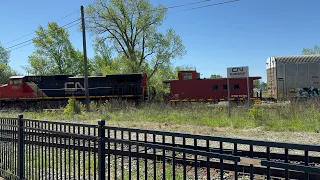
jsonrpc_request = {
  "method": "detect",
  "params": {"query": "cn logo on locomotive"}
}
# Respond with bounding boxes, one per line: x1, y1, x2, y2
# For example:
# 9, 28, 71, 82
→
64, 82, 85, 92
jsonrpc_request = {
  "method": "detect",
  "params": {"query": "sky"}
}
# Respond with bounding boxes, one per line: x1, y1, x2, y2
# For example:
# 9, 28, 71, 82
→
1, 0, 320, 82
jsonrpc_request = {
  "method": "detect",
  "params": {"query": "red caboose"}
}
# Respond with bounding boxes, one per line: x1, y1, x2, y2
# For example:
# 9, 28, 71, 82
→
163, 70, 261, 103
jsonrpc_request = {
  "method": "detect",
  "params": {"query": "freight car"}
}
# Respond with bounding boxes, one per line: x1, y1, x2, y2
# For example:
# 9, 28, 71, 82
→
0, 72, 149, 109
266, 55, 320, 100
163, 70, 261, 103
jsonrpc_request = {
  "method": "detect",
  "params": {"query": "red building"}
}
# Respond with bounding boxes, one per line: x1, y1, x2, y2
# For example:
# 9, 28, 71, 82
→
163, 70, 261, 103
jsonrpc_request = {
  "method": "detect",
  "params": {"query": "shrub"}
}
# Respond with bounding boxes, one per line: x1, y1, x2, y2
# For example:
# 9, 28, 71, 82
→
63, 97, 84, 116
248, 105, 264, 122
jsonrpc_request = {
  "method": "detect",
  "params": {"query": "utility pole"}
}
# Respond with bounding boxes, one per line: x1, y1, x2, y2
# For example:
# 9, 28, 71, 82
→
81, 5, 90, 111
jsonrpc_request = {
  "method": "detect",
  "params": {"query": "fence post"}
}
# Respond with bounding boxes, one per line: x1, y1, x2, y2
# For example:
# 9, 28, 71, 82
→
98, 120, 106, 180
17, 114, 25, 180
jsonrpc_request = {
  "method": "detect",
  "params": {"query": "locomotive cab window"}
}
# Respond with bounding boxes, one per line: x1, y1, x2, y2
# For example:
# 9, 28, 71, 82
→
212, 85, 218, 91
233, 84, 240, 90
10, 79, 23, 85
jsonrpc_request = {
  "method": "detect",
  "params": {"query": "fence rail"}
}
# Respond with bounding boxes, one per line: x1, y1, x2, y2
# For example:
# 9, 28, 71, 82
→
0, 115, 319, 180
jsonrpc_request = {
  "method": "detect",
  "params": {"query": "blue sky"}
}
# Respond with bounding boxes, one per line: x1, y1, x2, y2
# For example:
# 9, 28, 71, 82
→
1, 0, 320, 82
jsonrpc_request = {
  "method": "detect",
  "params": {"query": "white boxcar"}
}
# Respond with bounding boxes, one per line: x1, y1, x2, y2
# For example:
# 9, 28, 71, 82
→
266, 55, 320, 100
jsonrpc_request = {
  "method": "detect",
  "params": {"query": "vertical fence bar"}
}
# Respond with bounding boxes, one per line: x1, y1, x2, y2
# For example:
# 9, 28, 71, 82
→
219, 141, 223, 180
17, 114, 24, 180
153, 134, 156, 180
234, 143, 238, 180
206, 140, 210, 180
305, 150, 309, 180
162, 135, 165, 180
94, 127, 97, 180
266, 146, 270, 180
121, 131, 124, 180
77, 126, 80, 180
172, 136, 176, 180
114, 129, 117, 180
136, 131, 139, 180
129, 131, 132, 180
107, 128, 111, 180
285, 148, 289, 180
194, 138, 198, 180
183, 137, 186, 180
98, 120, 106, 180
250, 144, 254, 180
144, 133, 147, 180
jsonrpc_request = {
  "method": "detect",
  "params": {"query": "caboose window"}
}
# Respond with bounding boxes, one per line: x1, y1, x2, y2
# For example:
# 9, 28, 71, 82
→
223, 84, 228, 90
183, 73, 192, 80
233, 84, 240, 89
212, 85, 218, 91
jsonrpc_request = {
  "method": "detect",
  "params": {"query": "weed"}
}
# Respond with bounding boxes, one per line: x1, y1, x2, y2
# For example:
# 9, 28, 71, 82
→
1, 100, 320, 133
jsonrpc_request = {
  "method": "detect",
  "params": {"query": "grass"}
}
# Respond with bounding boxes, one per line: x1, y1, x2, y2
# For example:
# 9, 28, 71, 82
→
0, 99, 320, 133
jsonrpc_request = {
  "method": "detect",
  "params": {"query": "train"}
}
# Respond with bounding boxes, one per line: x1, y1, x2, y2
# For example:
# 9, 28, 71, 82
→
266, 54, 320, 100
0, 73, 150, 109
163, 70, 262, 103
0, 69, 262, 109
1, 54, 319, 109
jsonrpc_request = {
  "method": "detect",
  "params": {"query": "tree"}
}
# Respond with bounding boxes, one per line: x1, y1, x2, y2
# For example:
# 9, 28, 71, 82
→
0, 42, 9, 64
150, 64, 195, 100
302, 45, 320, 55
0, 62, 17, 85
253, 80, 267, 91
254, 79, 261, 89
91, 37, 121, 75
26, 22, 91, 75
85, 0, 186, 81
210, 74, 222, 78
0, 43, 16, 85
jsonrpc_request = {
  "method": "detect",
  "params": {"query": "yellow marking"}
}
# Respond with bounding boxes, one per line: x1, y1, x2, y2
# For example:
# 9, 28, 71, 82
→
199, 99, 203, 101
219, 98, 224, 100
230, 98, 235, 100
182, 99, 188, 102
207, 99, 213, 101
190, 99, 196, 102
239, 98, 244, 100
170, 100, 179, 102
254, 100, 262, 104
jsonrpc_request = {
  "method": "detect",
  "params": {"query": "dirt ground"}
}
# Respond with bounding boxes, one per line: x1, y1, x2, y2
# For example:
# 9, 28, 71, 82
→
102, 120, 320, 146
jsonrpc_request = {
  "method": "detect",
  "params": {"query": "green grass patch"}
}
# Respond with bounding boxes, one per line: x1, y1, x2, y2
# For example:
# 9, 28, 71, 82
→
1, 99, 320, 133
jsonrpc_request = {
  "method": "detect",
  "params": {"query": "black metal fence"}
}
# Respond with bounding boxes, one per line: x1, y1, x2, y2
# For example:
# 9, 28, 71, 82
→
0, 115, 319, 180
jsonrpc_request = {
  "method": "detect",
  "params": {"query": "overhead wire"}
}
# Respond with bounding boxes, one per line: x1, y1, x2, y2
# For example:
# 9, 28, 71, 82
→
6, 19, 81, 51
3, 9, 80, 46
6, 0, 240, 51
176, 0, 240, 12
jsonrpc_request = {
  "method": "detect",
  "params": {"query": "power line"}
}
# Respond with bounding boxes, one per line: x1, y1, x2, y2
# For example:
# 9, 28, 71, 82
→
86, 0, 216, 19
7, 0, 240, 51
7, 19, 81, 52
166, 0, 214, 10
177, 0, 240, 12
3, 9, 80, 46
86, 0, 239, 20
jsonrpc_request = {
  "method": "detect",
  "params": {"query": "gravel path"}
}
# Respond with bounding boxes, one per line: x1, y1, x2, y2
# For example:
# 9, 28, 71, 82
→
101, 120, 320, 157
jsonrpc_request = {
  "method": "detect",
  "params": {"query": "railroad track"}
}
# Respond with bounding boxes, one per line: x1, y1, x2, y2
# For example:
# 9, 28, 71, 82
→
0, 130, 319, 179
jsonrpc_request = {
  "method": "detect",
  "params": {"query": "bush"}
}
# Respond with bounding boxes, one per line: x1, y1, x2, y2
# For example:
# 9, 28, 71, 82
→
248, 105, 264, 123
63, 97, 84, 116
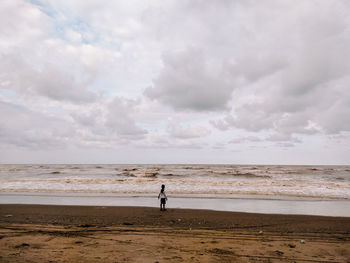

=== Exercise objective ===
Go back to the records above and write them out exactly, without the pictures.

=== Solution for this task ===
jsonrpc_request = {
  "method": "detect",
  "params": {"query": "cn logo on locomotive"}
}
# Respond with bounding boxes, one per line: x1, y1, x2, y2
# For example:
# 9, 28, 71, 82
→
64, 82, 85, 92
jsonrpc_request = {
  "method": "detect",
  "params": {"query": "sky"}
}
# Respond with bounding boxes, one per line: x1, y1, x2, y2
# For example:
# 9, 28, 71, 82
→
1, 0, 320, 82
jsonrpc_request = {
  "method": "detect",
  "params": {"query": "red caboose"}
}
# Respond with bounding boxes, one per line: x1, y1, x2, y2
# For example:
# 9, 28, 71, 82
→
163, 70, 261, 103
jsonrpc_request = {
  "method": "detect",
  "params": {"query": "freight car"}
}
# Respond with bounding boxes, one per line: x1, y1, x2, y2
# For example:
# 9, 28, 71, 82
→
0, 72, 149, 109
266, 55, 320, 100
163, 70, 261, 103
jsonrpc_request = {
  "method": "detect",
  "params": {"query": "red building"}
}
# Respond with bounding boxes, one per line: x1, y1, x2, y2
# For example:
# 9, 28, 71, 82
→
163, 70, 261, 103
jsonrpc_request = {
  "method": "detect",
  "params": {"query": "shrub"}
}
# Respond with bounding boxes, one per line: x1, y1, x2, y2
# For example:
# 9, 28, 71, 82
→
63, 97, 84, 116
248, 105, 264, 122
jsonrpc_request = {
  "method": "detect",
  "params": {"query": "utility pole"}
}
# Respond with bounding boxes, one per line: x1, y1, x2, y2
# For example:
# 9, 28, 71, 82
→
81, 5, 90, 111
jsonrpc_request = {
  "method": "detect",
  "params": {"query": "fence post"}
}
# Respond with bounding boxes, one per line: x1, y1, x2, y2
# For example:
# 9, 28, 71, 82
→
98, 120, 106, 180
17, 114, 25, 180
jsonrpc_request = {
  "method": "detect",
  "params": {"query": "locomotive cab window"}
}
# Respond with bounding boxes, one per line: x1, y1, x2, y2
# For example:
# 9, 28, 71, 82
→
212, 85, 218, 91
233, 84, 240, 90
10, 79, 23, 85
jsonrpc_request = {
  "method": "detect",
  "params": {"query": "fence rail"}
}
# Respond with bounding boxes, one per line: x1, y1, x2, y2
# For example:
# 9, 28, 71, 82
→
0, 115, 319, 180
jsonrpc_request = {
  "method": "detect",
  "params": {"query": "blue sky"}
}
# Respond with bounding boxes, one per line: x1, y1, x2, y2
# For example:
# 9, 28, 71, 82
→
1, 0, 320, 82
jsonrpc_request = {
  "method": "detect",
  "params": {"query": "white boxcar"}
}
# Respond with bounding boxes, one per line: x1, y1, x2, y2
# For example:
# 9, 28, 71, 82
→
266, 55, 320, 100
jsonrpc_request = {
  "method": "detect",
  "params": {"query": "vertical fence bar"}
}
# Respond with bounding boxes, one per line: x1, y1, x2, y2
# For example:
# 9, 28, 71, 82
→
219, 141, 223, 180
17, 114, 24, 180
153, 134, 156, 180
234, 143, 238, 180
206, 140, 210, 180
305, 150, 309, 180
162, 135, 165, 180
94, 127, 97, 180
266, 146, 270, 180
121, 131, 124, 180
77, 126, 80, 180
172, 136, 176, 180
114, 129, 117, 180
136, 131, 139, 180
129, 131, 132, 180
107, 128, 111, 180
285, 148, 289, 180
194, 138, 198, 180
183, 137, 186, 180
98, 120, 106, 180
250, 144, 254, 180
144, 133, 147, 180
jsonrpc_request = {
  "method": "detect",
  "params": {"query": "caboose window"}
}
# Respond with bounding boxes, one per line: x1, y1, x2, y2
# For example:
# 9, 28, 71, 82
→
223, 84, 228, 90
183, 73, 192, 80
233, 84, 240, 89
212, 85, 218, 91
jsonrpc_request = {
  "method": "detect",
  "params": {"query": "weed"}
}
# Respond with bounding boxes, one per line: x1, y1, x2, y2
# For example:
# 9, 28, 71, 82
→
1, 100, 320, 133
jsonrpc_request = {
  "method": "detect",
  "params": {"query": "grass"}
}
# Respond with bounding boxes, one per line: x1, y1, x2, y2
# For example:
# 9, 28, 71, 82
→
0, 99, 320, 133
jsonrpc_request = {
  "method": "detect",
  "params": {"query": "train"}
}
# Respond with bounding boxes, one per line: x1, y1, x2, y2
# For example:
# 9, 28, 71, 82
→
266, 54, 320, 100
0, 73, 150, 109
163, 70, 262, 103
0, 69, 262, 109
1, 54, 319, 109
jsonrpc_request = {
  "method": "detect",
  "params": {"query": "tree"}
}
# Respond with bounding boxes, one per line: x1, y1, x2, y2
# For example:
# 9, 28, 71, 82
→
0, 42, 9, 64
150, 64, 195, 100
302, 45, 320, 55
0, 62, 17, 85
253, 80, 267, 91
254, 79, 261, 89
91, 37, 121, 75
26, 22, 91, 75
85, 0, 186, 81
210, 74, 222, 78
0, 43, 16, 85
jsonrpc_request = {
  "method": "detect",
  "params": {"query": "yellow marking"}
}
# Respond with bounding boxes, one per line: x1, y1, x2, y2
# For example:
# 9, 28, 71, 82
→
199, 99, 203, 101
219, 98, 224, 100
230, 98, 235, 100
182, 99, 188, 102
207, 99, 213, 101
190, 99, 196, 102
239, 98, 244, 100
170, 100, 179, 102
254, 100, 262, 104
jsonrpc_request = {
  "method": "detect",
  "params": {"query": "dirt ground"}
}
# Respond with bounding boxes, one per line: x1, y1, x2, y2
# For example:
# 9, 28, 71, 82
→
102, 120, 320, 146
jsonrpc_request = {
  "method": "detect",
  "params": {"query": "green grass patch"}
}
# Respond with bounding boxes, one per line: x1, y1, x2, y2
# For example:
# 9, 28, 71, 82
→
1, 99, 320, 133
jsonrpc_request = {
  "method": "detect",
  "params": {"query": "black metal fence"}
}
# Respond with bounding boxes, one per line: x1, y1, x2, y2
# For example:
# 9, 28, 71, 82
→
0, 115, 319, 180
jsonrpc_request = {
  "method": "detect",
  "params": {"query": "overhead wire"}
}
# Respond with bounding boxes, one per line: x1, y1, x2, y2
# For example:
# 9, 28, 71, 82
→
6, 19, 81, 51
3, 9, 80, 46
6, 0, 240, 51
176, 0, 240, 12
jsonrpc_request = {
  "method": "detect",
  "params": {"query": "power line"}
}
# Respond with bounding boxes, one per line: x1, y1, x2, y2
# For example:
# 9, 28, 71, 82
→
86, 0, 216, 19
7, 0, 240, 51
7, 19, 81, 52
166, 0, 214, 10
177, 0, 240, 12
3, 9, 80, 46
86, 0, 239, 20
jsonrpc_request = {
  "method": "detect",
  "params": {"query": "gravel path"}
}
# Respond with bounding boxes, one per line: x1, y1, x2, y2
# For example:
# 9, 28, 71, 82
→
101, 120, 320, 157
jsonrpc_request = {
  "method": "detect",
  "params": {"query": "railroad track"}
}
# Respond with bounding boxes, one per line: x1, y1, x2, y2
# For example:
# 9, 28, 71, 82
→
0, 130, 319, 179
jsonrpc_request = {
  "method": "detect",
  "params": {"query": "bush"}
}
# Respond with bounding boxes, one per line: x1, y1, x2, y2
# For example:
# 9, 28, 71, 82
→
248, 105, 264, 123
63, 97, 84, 116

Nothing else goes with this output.